• MATERIAL FOR THIS EXERCISE:
▬▬▬
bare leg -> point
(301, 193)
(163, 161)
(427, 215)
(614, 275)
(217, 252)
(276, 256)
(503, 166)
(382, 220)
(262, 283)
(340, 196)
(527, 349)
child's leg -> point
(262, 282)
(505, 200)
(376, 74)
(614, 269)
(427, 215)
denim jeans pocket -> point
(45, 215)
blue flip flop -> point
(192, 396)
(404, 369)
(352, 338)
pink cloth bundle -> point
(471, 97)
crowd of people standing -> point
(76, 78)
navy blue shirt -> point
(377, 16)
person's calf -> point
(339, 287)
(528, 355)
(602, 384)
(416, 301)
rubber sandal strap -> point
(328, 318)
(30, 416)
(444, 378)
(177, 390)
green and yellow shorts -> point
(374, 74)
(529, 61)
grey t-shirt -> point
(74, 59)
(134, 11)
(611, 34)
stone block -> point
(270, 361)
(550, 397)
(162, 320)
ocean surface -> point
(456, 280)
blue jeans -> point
▬▬▬
• PROBLEM REQUIREMENTS: Retype every record above exactly as written.

• REPLY:
bare leg -> point
(301, 193)
(163, 161)
(427, 215)
(614, 275)
(217, 252)
(276, 256)
(503, 166)
(382, 220)
(262, 283)
(340, 196)
(527, 349)
child's leg -> point
(262, 282)
(505, 200)
(376, 74)
(614, 269)
(427, 215)
denim jeans pocket -> point
(45, 215)
blue flip flop -> point
(192, 396)
(404, 369)
(352, 338)
pink cloth bundle -> point
(471, 97)
crowd of people standing -> point
(76, 78)
navy blue shirt -> point
(377, 16)
person's calf -> point
(339, 287)
(528, 355)
(602, 384)
(416, 301)
rubber sandal strap -> point
(328, 318)
(30, 416)
(444, 378)
(177, 390)
green and yellow shorts -> point
(374, 74)
(529, 61)
grey t-shirt -> point
(74, 59)
(134, 11)
(611, 34)
stone block -> point
(270, 361)
(550, 397)
(162, 320)
ocean surface -> point
(456, 280)
blue jeans -> point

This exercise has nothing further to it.